Task statement — A complete response lists each line of the data below that includes the word "paper".

Stored data entries

────────────────────────────────────────

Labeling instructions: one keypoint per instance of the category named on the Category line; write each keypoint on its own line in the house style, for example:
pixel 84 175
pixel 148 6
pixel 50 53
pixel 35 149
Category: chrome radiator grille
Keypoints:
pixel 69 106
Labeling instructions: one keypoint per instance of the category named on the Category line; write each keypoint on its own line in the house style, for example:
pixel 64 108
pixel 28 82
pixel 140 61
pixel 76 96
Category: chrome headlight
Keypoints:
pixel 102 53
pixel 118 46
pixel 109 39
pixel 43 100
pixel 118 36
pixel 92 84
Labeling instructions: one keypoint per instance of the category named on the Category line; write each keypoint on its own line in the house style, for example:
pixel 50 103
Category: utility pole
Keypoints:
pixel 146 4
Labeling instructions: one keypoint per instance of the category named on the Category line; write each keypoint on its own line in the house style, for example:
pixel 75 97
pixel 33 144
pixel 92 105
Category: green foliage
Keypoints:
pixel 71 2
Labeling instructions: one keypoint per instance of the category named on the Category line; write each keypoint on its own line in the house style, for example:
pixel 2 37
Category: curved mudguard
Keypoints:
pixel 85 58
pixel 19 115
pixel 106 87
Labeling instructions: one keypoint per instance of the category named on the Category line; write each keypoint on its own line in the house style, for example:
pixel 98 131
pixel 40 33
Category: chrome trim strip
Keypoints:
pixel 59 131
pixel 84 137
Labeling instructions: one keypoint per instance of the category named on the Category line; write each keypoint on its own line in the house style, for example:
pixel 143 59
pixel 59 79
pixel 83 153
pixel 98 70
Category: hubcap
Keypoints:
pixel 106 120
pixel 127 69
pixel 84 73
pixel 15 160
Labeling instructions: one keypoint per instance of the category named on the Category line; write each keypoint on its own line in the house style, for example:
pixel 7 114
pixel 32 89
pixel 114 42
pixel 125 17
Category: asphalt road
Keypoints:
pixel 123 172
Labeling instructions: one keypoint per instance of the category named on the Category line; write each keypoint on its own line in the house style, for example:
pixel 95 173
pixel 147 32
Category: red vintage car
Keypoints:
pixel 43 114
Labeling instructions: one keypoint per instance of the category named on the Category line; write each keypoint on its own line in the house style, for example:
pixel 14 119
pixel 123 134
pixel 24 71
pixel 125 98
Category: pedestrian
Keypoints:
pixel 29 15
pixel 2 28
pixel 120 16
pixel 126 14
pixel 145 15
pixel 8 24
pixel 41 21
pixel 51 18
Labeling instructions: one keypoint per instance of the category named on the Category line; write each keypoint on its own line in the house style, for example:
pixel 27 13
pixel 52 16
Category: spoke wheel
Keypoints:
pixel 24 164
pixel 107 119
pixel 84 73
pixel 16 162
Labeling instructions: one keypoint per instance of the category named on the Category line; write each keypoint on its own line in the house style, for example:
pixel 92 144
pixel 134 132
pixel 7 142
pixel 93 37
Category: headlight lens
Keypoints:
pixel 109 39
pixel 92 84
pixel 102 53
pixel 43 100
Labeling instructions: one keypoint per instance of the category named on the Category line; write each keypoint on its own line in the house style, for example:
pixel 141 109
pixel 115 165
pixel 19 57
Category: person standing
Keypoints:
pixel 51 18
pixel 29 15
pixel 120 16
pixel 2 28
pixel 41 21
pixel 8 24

────────────────────────────────────────

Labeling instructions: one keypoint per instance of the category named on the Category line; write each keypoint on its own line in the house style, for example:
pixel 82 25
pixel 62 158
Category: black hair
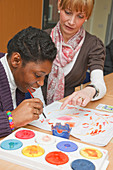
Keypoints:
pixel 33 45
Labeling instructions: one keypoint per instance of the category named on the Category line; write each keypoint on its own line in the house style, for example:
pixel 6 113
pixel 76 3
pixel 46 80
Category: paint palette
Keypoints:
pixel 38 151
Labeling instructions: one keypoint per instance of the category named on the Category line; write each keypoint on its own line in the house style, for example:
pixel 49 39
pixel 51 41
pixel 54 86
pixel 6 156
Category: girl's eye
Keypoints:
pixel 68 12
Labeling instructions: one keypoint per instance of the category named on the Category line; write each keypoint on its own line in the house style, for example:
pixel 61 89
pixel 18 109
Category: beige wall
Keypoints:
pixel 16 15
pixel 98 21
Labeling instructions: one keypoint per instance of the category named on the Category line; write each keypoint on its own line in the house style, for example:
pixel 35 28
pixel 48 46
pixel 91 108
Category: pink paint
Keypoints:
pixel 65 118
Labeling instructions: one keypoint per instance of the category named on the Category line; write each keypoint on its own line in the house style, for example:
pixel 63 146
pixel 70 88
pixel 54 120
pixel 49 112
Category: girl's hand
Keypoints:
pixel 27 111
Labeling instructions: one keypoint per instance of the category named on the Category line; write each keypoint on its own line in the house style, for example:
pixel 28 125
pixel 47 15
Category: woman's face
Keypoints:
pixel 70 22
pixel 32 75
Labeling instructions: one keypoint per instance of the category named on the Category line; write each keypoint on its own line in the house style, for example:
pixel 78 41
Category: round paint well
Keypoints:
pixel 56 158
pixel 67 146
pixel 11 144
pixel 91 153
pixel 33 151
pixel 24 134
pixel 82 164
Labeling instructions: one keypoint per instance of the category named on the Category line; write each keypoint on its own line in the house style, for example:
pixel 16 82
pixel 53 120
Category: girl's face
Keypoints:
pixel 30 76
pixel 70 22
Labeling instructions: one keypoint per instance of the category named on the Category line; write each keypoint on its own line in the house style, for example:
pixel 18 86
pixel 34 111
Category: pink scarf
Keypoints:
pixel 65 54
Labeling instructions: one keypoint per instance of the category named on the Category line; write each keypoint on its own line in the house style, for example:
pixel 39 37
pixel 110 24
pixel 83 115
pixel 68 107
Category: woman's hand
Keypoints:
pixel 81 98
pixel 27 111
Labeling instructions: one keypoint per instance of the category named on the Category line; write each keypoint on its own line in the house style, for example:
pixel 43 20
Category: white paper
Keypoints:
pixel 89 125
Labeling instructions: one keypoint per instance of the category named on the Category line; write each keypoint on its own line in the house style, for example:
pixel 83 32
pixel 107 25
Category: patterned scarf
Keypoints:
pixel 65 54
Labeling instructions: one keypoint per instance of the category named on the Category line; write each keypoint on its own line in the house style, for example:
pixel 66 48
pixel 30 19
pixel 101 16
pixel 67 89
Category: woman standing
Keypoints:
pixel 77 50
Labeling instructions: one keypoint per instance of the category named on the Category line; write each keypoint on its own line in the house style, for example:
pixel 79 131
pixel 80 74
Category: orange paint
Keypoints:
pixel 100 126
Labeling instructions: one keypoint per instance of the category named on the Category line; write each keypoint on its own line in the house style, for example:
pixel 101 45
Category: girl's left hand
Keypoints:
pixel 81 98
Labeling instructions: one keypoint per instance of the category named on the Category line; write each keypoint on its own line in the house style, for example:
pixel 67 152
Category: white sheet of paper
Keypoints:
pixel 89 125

────────────────────────────────────────

Answer to this task —
Category: white paper
Category: white sheet of paper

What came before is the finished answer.